-- DOCUMENT PASSAGE start --
How is FinTech Disrupting the Retail Banking Space?
Mobile Banking Source:Pixabay

How is FinTech Disrupting the Retail Banking Space?


Fintech has been a buzzword for a couple of years now and it can mean many things. Here we take a step back and look at how the world of retail banking specifically has been affected by the advances brought forth by Fintech disruption.

Retail Banking

Before we jump into the impact of fintech, I’d like to briefly review and clarify what we mean by retail banking.


Retail Banking Functions


Retail banking, also called personal banking or consumer banking, are financial service providers to users as individuals and not businesses. A retail bank is one option for individuals to have access to their credit cards, manage their transactions, and save money securely or deposit it in their current account. Retails banks offer a number of services such as saving and checking accounts, personal loans, certificates of deposit, mortgage, and credit cards.

Almost all the retail banks prefer to be a one-stop-shop for its users and costumers. They try to provide all the facilities in one window. If you want to loan money, deposit cash, manage transactions, or applying for a mortgage, you will get it in a retail bank of your choice. Competition in the banking space has given rise to one-stop-shop retail banks. 

A retail bank that provides services for all the retail services for its costumers is likely to thrive and get more costumers. In addition, the retail banks’ financial representatives provide all the financial advice to the costumers if they seek it. These financial representatives also happen to be the lead contact for supporting applications related to credit-approved products.

Normally the most used services offered by retail banks are the use of saving and checking accounts to deposit money. This is the common way to secure and store cash. Moreover, it enables the consumers to make money in the form of interest, upon saving money. Interest rates are, however, not decided by these retail banks but by the central bank or the Fed in the US. To facilitate withdrawals, banks provide debit cards with these accounts, which enables the consumer to pay for goods and services around the world.

Retail banks are also a great source of credit financing for consumers. For example, retail banks offer the facility to finance consumer in the form of mortgage to finance house. In addition, auto loans could also be borrowed from these retail banks to buy a car. Another great facility these retail banks provide is the credit card facility. It gave rise to liquidity to the consumer to carry out everyday transactions, which also helps the economic activities to grow.


Types of Retail Banks

Retail banks come in a variety of types and sizes, from local community banks, which are small, locally run banks to the retail banking services of large, global corporate banks such as the largest UK retail banks: 

·     Barclays.
-- DOCUMENT PASSAGE end --
-- DATASET start --
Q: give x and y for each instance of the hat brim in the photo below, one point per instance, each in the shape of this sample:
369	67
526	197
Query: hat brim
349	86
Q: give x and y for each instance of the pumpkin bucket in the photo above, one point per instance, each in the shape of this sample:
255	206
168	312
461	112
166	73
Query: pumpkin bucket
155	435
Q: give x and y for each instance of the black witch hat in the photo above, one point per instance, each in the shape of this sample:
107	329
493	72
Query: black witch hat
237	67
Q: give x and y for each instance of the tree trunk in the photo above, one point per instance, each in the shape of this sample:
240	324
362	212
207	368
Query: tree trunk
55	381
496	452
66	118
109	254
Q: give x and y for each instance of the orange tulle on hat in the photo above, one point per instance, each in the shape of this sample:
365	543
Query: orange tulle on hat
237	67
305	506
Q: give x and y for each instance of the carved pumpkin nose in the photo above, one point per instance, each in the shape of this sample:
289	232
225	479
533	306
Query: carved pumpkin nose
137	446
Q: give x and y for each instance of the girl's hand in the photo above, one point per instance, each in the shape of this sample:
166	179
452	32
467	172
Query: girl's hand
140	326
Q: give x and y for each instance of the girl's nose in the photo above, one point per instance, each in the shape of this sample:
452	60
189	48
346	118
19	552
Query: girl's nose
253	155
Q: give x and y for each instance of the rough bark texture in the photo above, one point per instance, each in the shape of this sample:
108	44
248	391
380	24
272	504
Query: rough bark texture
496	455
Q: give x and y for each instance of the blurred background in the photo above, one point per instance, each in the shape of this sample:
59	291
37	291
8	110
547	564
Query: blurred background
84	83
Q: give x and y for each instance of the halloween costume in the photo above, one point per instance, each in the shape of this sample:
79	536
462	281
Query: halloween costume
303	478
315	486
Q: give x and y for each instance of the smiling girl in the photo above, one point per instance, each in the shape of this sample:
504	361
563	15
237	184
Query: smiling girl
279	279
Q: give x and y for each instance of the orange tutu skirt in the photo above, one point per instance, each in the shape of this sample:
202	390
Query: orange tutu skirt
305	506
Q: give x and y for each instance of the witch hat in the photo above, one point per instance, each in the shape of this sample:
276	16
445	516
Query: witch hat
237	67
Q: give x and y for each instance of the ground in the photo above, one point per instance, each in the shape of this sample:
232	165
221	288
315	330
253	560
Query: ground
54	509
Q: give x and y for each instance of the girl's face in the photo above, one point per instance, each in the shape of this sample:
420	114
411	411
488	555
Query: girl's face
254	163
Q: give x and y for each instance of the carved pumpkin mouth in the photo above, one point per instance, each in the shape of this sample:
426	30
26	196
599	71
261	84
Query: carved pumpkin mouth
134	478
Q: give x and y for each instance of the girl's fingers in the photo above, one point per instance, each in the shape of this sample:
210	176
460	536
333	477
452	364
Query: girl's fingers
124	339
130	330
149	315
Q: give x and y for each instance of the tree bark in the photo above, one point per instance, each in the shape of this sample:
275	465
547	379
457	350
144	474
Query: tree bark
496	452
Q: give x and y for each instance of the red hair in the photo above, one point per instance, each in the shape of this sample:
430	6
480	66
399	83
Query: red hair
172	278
-- DATASET end --
• PROMPT
From the retail banking article, reproduce the passage starting with "Fintech has been" and going on through "by retail banking.".

• OUTPUT
Fintech has been a buzzword for a couple of years now and it can mean many things. Here we take a step back and look at how the world of retail banking specifically has been affected by the advances brought forth by Fintech disruption.

Retail Banking

Before we jump into the impact of fintech, I’d like to briefly review and clarify what we mean by retail banking.